## EXTRAIT

============

Arts | le jeudi 20 mai 2021
Uele Lamore avec fleurs
Compositrice et cheffe d'orchestre parisienne, Uele Lamore brise les frontières musicales à travers ses collaborations avec Étienne Daho, Agar Agar, le London Contemporary Orchestra ou encore des intelligences artificielles, naviguant entre pop contemporaine et avant-gardisme. Rencontre.

Printemps.com : Comment se sont déroulés ces derniers mois pour toi ?

Uele Lamore : Ils ont été très productifs ! Mon EP Tracks est sorti en février 2020, puis j'ai réalisé un album pour le label allemand K7 qui sortira l'année prochaine. J'ai également travaillé sur la bande originale du prochain film d'Aïssa Maïga, Marcher sur l'eau. Enfin, j'ai surtout signé avec la major Sony pour créer mon propre album, que je finis d'enregistrer.

Avec Sony, tu travailles aussi pour le programme Sony CSL - Computer Search Lab -, destiné à booster la créativité des musicien·ne·s grâce à l'intelligence artificielle. Peux-tu nous expliquer en quoi consiste cette collaboration ?

Je fais du travail de recherche. Le laboratoire Sony CSL développe des outils de production musicale en ayant recours à l'intelligence artificielle. Au départ, j'étais simplement bêta-testeuse, puis on a poussé la collaboration plus loin et ils m'ont proposé de créer un EP complet en utilisant ces nouveaux moyens de production. L'EP [Heqet's Shadow: Return Of Glycon, NDLR] vient juste de sortir ! C'était très stimulant de bosser avec des ingénieurs et des chercheurs. Développer des outils de prod en musique, c'est un peu le Saint Graal.

Uele Lamore à Paris

As-tu toujours fait de la musique ?

Oui, j'ai commencé à jouer des instruments très tôt et j'avais l'oreille musicale. La musique a été une constante de ma vie. Au-delà d'une passion ou d'un métier, c'est quelque chose qui fait partie de mon être.

Après ton bac, tu es partie étudier cinq ans aux États-Unis, tout d'abord le jazz à Los Angeles, puis la composition classique au célèbre Berklee College of Music de Boston. Pourquoi avoir choisi de quitter la France pour tes études ?

============

Répondez à ces questions à partir de l'extrait.
(a) Quand l'EP Tracks est-il sorti ?
(b) Quel rôle Uele Lamore a-t-elle d'abord tenu auprès du laboratoire Sony CSL ?
(c) Dans quelle ville a-t-elle étudié le jazz aux États-Unis ?
Les données n'interviennent pas dans cet exercice.

## DONNÉES FOURNIES
============

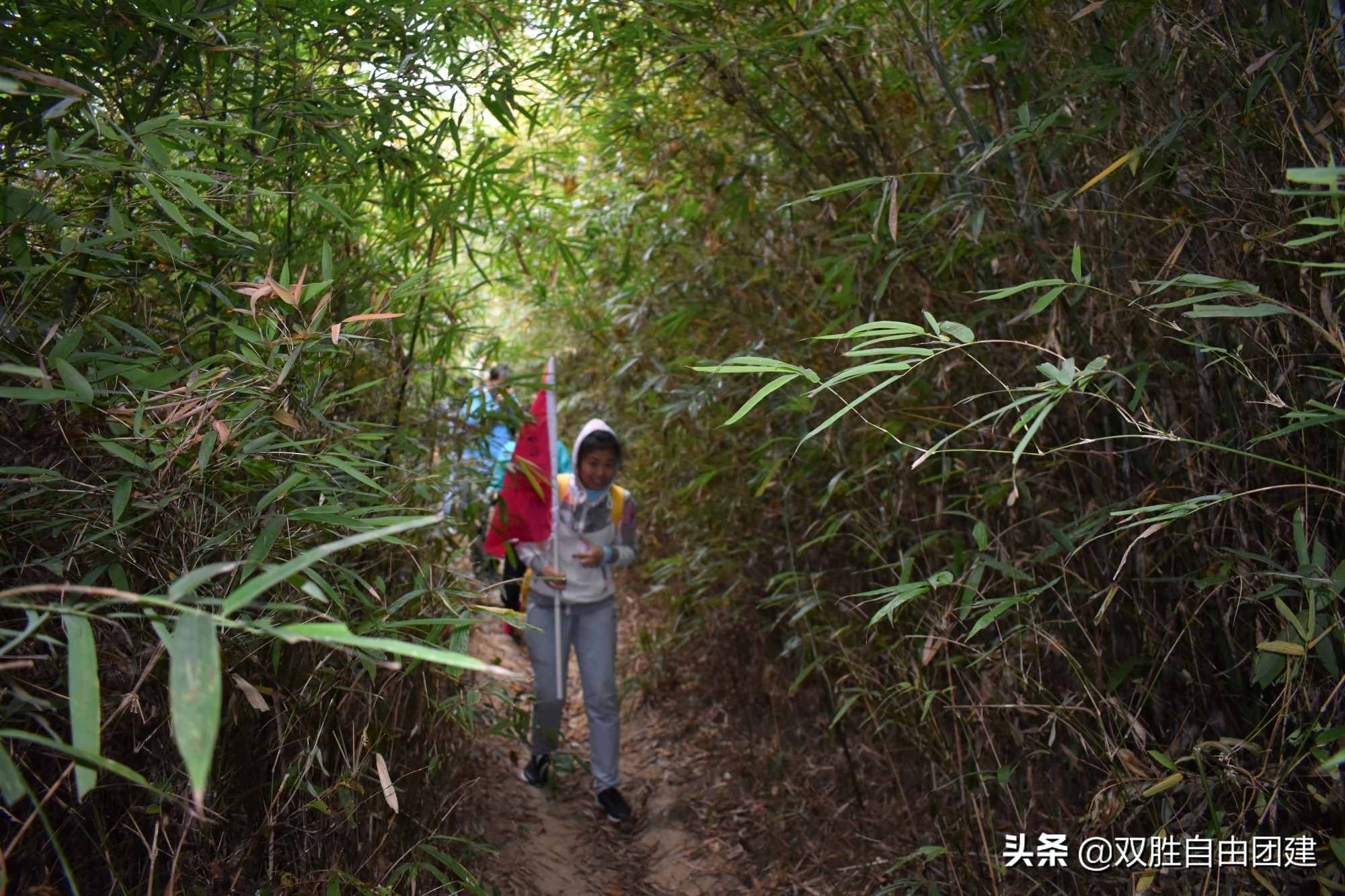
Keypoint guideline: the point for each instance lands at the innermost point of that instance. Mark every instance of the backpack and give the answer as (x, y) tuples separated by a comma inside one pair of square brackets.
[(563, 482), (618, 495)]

============

## SOLUTION
(a) En février 2020.
(b) Elle était bêta-testeuse.
(c) À Los Angeles.